### SELECTED PASSAGE
-------------------------
Early June. Friday morning. I jump out of bed and my left groin doesn’t feel quite right. It’s a dull ache more than the feel of a pull or tear. I’m in the pool by 8 and it’s fine, I forget about it within the hour. The next morning same again, slightly worse. I worry back to an injury in same place from football 6 years ago which kept me out for 4 months, but it’s a different sort of pain so I convince myself they’re not related, which is a relief. The days go on and each morning it’s worse, and I’m getting less and less sleep. I’m getting less sleep for two reasons - because it’s starting to hurt at night and I can’t bend my leg and it’s starting to stress me out. We’ve only got just over 2 months to go and I’m way behind in my training. I still can’t really swim, I couldn’t run anywhere near a marathon yet and I’m just as wiry as I’ve always been: this upper body’s not going to push a chair 26 miles....
I’m off to the Euros for a week of holiday, my last week before settling down to 2 really intense months of training. It’s still there and getting a lot lot worse. I hit a low point…I can’t bend down far enough to get my boxers on. I’m staying in a small twin room with a mate. “Rich, this is going to sound a bit odd but can you come here please, I need you to put my boxers on for me…and my shorts”. Rich steps up. I’m hardly sleeping at night, I have to go get it checked out.
I get home – GP says it’s not a hernia, phew, and I get referred to physio. I’m sleeping less and less. It’s really hampering me a lot on a day-to-day basis, but on top of it is the constant “what if after all this already I have to pull out?”. It nags at me constantly. I see the physio…she’s not quite sure what is wrong. By this point I can’t bend my leg at all for first 4 hours of the morning and there’s no reluctant Rich to dress me, I have to go to work in flip flops (and stay in them till lunchtime!) as they can just slip on! I’m standing at work now as I can’t sit down. A colleague has to put my socks on for me (thanks Giles)! My boss asks me if I think I’m sort of silicon valley entrepreneur. I’ve developed an even stranger gait to my usual one (!) and it’s starting to put loads of pressure on my back and thigh so those are aching too.
-------------------------
### GIVEN ENTRIES
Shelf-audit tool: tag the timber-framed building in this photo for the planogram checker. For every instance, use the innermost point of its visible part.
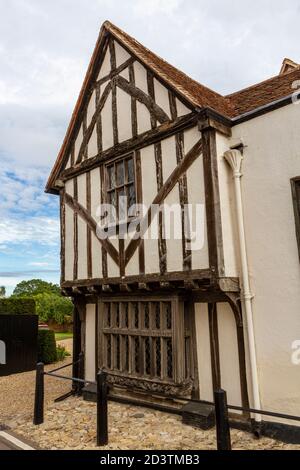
(165, 320)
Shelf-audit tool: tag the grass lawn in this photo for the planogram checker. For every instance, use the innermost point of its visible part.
(62, 336)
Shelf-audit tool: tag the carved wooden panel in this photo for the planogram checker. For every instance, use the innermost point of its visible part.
(145, 340)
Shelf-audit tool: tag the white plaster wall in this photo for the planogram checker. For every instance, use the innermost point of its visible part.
(229, 355)
(78, 142)
(174, 231)
(143, 118)
(174, 246)
(149, 185)
(121, 54)
(124, 115)
(95, 202)
(182, 110)
(196, 195)
(106, 67)
(112, 268)
(107, 127)
(93, 144)
(140, 77)
(203, 352)
(272, 157)
(227, 204)
(162, 97)
(91, 108)
(90, 342)
(125, 74)
(69, 244)
(81, 185)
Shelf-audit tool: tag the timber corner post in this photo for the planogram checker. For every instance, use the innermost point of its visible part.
(39, 395)
(102, 418)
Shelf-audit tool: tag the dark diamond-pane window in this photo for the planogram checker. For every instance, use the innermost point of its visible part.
(121, 187)
(169, 358)
(138, 339)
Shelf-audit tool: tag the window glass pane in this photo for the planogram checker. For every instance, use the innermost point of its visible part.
(122, 204)
(120, 174)
(130, 170)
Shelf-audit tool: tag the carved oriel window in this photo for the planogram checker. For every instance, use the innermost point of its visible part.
(121, 184)
(296, 200)
(144, 339)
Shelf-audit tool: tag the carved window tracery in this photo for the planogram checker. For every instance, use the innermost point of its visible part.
(144, 339)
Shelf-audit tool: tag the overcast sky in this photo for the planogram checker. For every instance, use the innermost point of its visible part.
(45, 47)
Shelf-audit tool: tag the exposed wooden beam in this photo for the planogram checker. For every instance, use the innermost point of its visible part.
(147, 138)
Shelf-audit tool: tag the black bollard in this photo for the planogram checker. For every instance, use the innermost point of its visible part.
(39, 395)
(80, 385)
(222, 420)
(102, 419)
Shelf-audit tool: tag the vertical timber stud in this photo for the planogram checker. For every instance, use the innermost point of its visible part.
(62, 234)
(76, 346)
(212, 202)
(39, 395)
(102, 420)
(222, 420)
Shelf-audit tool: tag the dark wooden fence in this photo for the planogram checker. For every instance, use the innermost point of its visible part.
(18, 337)
(220, 405)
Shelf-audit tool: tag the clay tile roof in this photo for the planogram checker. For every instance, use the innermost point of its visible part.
(263, 93)
(199, 96)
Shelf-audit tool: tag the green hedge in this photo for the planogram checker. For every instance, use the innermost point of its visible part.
(46, 347)
(17, 307)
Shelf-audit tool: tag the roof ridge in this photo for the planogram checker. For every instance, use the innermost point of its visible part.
(111, 26)
(255, 85)
(193, 91)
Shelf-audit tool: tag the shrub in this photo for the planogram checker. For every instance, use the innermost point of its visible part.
(20, 306)
(46, 347)
(61, 353)
(53, 307)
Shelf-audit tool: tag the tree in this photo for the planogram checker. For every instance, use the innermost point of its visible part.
(53, 307)
(35, 287)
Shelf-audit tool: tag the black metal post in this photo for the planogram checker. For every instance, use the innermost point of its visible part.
(222, 420)
(80, 385)
(39, 395)
(102, 420)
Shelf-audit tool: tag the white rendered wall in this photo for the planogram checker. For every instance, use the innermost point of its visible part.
(90, 342)
(203, 352)
(272, 158)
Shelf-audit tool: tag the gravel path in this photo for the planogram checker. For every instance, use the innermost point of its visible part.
(17, 393)
(72, 425)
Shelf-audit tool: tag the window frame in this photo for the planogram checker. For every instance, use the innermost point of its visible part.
(295, 184)
(179, 334)
(109, 190)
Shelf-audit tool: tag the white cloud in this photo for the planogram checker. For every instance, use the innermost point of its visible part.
(42, 230)
(39, 265)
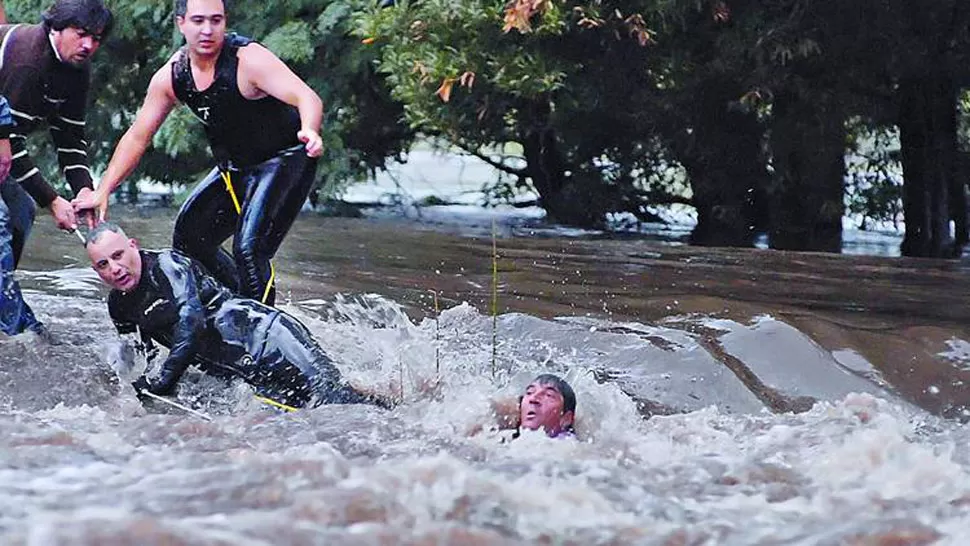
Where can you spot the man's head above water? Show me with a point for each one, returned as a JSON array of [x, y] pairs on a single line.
[[549, 403], [114, 256]]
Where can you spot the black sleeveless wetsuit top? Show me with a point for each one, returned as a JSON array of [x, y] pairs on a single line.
[[242, 131]]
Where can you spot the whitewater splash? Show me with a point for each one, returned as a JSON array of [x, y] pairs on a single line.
[[681, 440]]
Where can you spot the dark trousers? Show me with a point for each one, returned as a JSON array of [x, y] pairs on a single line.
[[16, 220], [270, 195]]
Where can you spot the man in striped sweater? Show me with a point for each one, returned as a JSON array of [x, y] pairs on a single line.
[[44, 76]]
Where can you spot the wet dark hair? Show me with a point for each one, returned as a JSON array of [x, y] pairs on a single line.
[[90, 15], [100, 230], [558, 383], [182, 5]]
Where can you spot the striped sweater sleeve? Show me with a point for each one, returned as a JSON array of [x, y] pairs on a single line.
[[67, 129]]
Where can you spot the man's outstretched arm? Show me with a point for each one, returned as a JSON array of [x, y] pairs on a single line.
[[159, 102], [267, 73]]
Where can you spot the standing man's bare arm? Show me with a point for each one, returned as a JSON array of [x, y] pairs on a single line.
[[159, 102], [263, 73]]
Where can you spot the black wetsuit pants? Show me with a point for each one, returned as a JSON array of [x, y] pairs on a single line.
[[270, 196], [293, 370]]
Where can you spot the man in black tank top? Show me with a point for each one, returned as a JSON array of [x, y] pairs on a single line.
[[263, 126]]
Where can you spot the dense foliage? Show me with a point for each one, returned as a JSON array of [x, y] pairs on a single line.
[[765, 116]]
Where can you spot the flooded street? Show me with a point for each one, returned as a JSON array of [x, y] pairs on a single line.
[[725, 396]]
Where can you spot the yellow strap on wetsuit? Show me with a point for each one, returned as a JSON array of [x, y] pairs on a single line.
[[226, 177]]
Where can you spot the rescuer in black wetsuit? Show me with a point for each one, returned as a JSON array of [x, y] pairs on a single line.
[[169, 298], [262, 123]]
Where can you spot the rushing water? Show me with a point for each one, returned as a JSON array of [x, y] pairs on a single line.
[[724, 397]]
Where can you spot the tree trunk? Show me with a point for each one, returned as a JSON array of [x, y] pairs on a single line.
[[808, 145], [928, 141], [726, 168]]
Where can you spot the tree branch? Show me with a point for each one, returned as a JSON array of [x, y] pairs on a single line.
[[497, 164]]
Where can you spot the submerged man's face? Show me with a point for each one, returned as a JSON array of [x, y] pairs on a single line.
[[542, 407], [116, 260], [203, 26]]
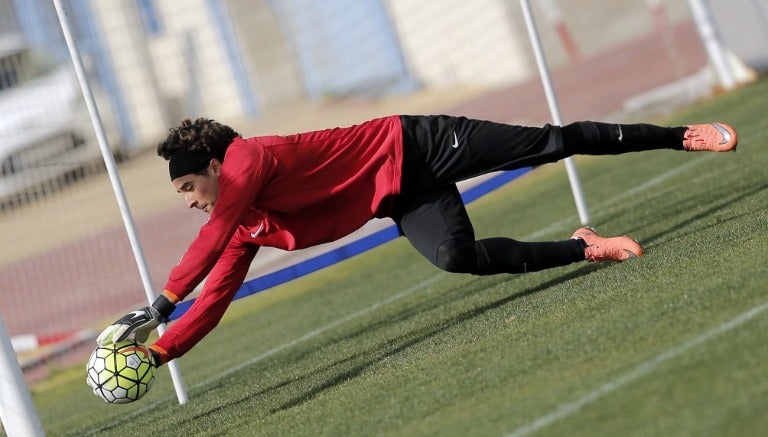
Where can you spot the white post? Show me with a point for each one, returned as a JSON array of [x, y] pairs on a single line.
[[17, 412], [554, 109], [702, 16], [117, 186]]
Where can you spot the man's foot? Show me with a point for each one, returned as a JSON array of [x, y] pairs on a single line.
[[714, 137], [607, 248]]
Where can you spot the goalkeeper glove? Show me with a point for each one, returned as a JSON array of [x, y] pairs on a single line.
[[137, 324]]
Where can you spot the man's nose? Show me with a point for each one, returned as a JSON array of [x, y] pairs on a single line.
[[191, 202]]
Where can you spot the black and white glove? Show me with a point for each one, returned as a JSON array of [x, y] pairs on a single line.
[[137, 324]]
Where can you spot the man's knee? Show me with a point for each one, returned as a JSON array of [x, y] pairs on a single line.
[[457, 256]]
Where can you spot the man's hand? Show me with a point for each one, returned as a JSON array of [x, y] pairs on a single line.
[[137, 324]]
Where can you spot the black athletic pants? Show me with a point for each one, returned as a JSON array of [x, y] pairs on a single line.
[[442, 150]]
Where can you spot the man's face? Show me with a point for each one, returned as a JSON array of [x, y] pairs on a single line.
[[200, 191]]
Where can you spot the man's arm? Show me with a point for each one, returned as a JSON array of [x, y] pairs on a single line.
[[223, 282]]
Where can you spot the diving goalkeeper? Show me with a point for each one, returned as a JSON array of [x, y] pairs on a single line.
[[296, 191]]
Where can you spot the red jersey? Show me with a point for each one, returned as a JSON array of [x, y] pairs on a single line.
[[289, 192]]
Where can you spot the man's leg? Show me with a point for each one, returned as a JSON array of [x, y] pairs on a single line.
[[439, 228], [596, 138], [441, 150]]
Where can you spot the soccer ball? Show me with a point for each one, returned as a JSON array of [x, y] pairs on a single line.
[[120, 373]]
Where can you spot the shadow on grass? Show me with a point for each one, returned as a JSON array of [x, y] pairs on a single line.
[[299, 389], [689, 223]]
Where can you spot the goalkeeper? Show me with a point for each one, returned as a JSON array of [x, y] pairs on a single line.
[[296, 191]]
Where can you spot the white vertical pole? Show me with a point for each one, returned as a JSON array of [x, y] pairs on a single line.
[[702, 16], [554, 109], [114, 177], [17, 412]]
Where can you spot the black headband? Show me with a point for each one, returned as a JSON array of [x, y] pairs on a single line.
[[186, 162]]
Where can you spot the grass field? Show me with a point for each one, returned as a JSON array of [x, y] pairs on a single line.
[[673, 343]]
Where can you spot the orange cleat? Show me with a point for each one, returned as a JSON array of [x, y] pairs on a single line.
[[714, 137], [607, 248]]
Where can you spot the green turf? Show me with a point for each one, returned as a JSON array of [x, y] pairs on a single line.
[[386, 344]]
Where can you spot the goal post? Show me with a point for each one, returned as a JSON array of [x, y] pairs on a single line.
[[17, 412], [554, 109], [117, 186]]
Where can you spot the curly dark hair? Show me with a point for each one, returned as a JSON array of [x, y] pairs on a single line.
[[202, 134]]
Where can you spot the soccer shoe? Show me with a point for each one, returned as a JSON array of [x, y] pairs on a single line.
[[714, 137], [607, 248]]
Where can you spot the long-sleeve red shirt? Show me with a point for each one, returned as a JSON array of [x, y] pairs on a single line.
[[289, 192]]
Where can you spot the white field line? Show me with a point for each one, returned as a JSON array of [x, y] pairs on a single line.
[[554, 227], [642, 369]]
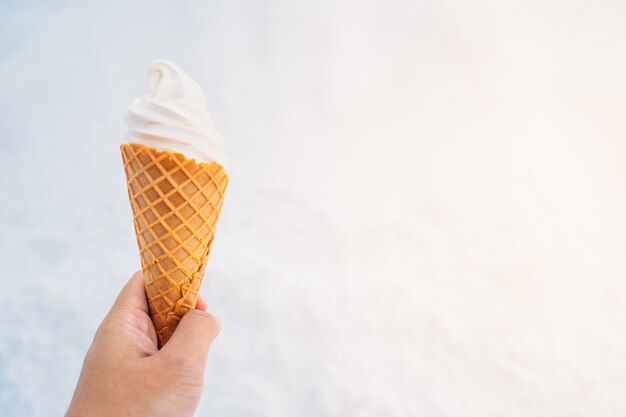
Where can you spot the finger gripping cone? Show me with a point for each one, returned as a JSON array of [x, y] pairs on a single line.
[[176, 203]]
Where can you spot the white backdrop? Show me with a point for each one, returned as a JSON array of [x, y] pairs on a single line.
[[425, 216]]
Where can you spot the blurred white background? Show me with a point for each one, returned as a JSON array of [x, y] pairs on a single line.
[[425, 216]]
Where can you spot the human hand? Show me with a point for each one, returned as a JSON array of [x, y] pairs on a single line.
[[125, 375]]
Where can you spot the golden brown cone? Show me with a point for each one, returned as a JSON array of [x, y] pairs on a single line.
[[176, 203]]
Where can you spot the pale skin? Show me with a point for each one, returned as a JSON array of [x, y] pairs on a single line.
[[125, 375]]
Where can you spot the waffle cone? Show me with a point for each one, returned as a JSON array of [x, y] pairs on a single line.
[[176, 203]]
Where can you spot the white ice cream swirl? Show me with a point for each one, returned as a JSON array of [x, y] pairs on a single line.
[[172, 116]]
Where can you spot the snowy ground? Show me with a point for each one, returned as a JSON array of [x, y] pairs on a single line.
[[426, 210]]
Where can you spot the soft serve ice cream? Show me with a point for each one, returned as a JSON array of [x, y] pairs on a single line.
[[176, 182], [172, 116]]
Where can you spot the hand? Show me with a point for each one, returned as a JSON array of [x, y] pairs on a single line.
[[125, 375]]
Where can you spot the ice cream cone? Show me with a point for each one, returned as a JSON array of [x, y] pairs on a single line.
[[176, 203]]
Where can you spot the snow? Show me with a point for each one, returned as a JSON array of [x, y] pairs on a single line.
[[425, 215]]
-------------------------
### ASSIGNED TASK 1
Shorten the paragraph of the injury account that begins "I'm off to the Euros" and keep its main facts.
### ASSIGNED TASK 2
Extend the injury account, picking up after its final sentence.
The rows aren't needed for anything here.

### WRITTEN ANSWER 1
I go to the Euros for a week of holiday, my last before two intense months of training. The pain is much worse. I can't bend down far enough to put on my boxers, so I ask Rich, the mate sharing my twin room, to put them and my shorts on for me, and he does. I'm barely sleeping and have to get it checked.

### WRITTEN ANSWER 2
Doug and I have a training weekend in Norfolk pencilled in. On the Friday morning I have a swimming lesson with Ray Gibbs in Canary Wharf. It’s agony this morning. I limp in and Ray says “what’s wrong with you, you look like you have the weight of the world on your shoulders”. I feel like I do. I just can’t see how I’ll get from my current state to completing events. Ray says clearly I can’t do a lesson, and kindly doesn’t charge me (he should, I’ve wasted his time too). I feel really low. I send Doug a vid of my sorry state. I’m going to Norfolk that eve and we’re supposed to run 30km tomorrow (blind) and swim 1.5km on Sunday. It’s so bad I limp to Argos in Tottenham Court Road to get crutches (btw if you ever need them but can’t/don’t want to wait for hours in a hospital Argos is your destination!). I’m on bloody crutches with 6 weeks to go. By the eve and post a lot of anti-inflammatories, it feels a bit better, generally does at is ‘loosens up’ (that’s not a medical term).
The next day I stretch it for 2 hours and we manage to get through a 30km (blind) run. It’s a massive milestone for us and we’re buzzing. And then as the evening goes on it just descends again. By the time of desert at dinner I need the crutches again. I hardly sleep again. I can’t carry on like this. I’ve been referred for an MRI scan Wednesday and I need to see what that says before can do anything more.
MRI results show it’s a very bad tendon inflammation. I need a steroid injection into the groin. I get it a week later, and I’m told I can’t train for another week. By now I’ve been walking funny for about 2 months, and I’ve done no training at all for almost 3 weeks.
Friday 5th August – I get back in the gym for first training for weeks. I’m knackered straight away, my cardio is rubbish and I feel pretty weak. We have a month to go tomorrow. We both want to start doing our fundraising but I still really worry about whether I’ll make it. My groin is still definitely not 100%. I don’t want to publicise what we’re doing and raise money and then not be able to do it. A big 3 weeks ahead.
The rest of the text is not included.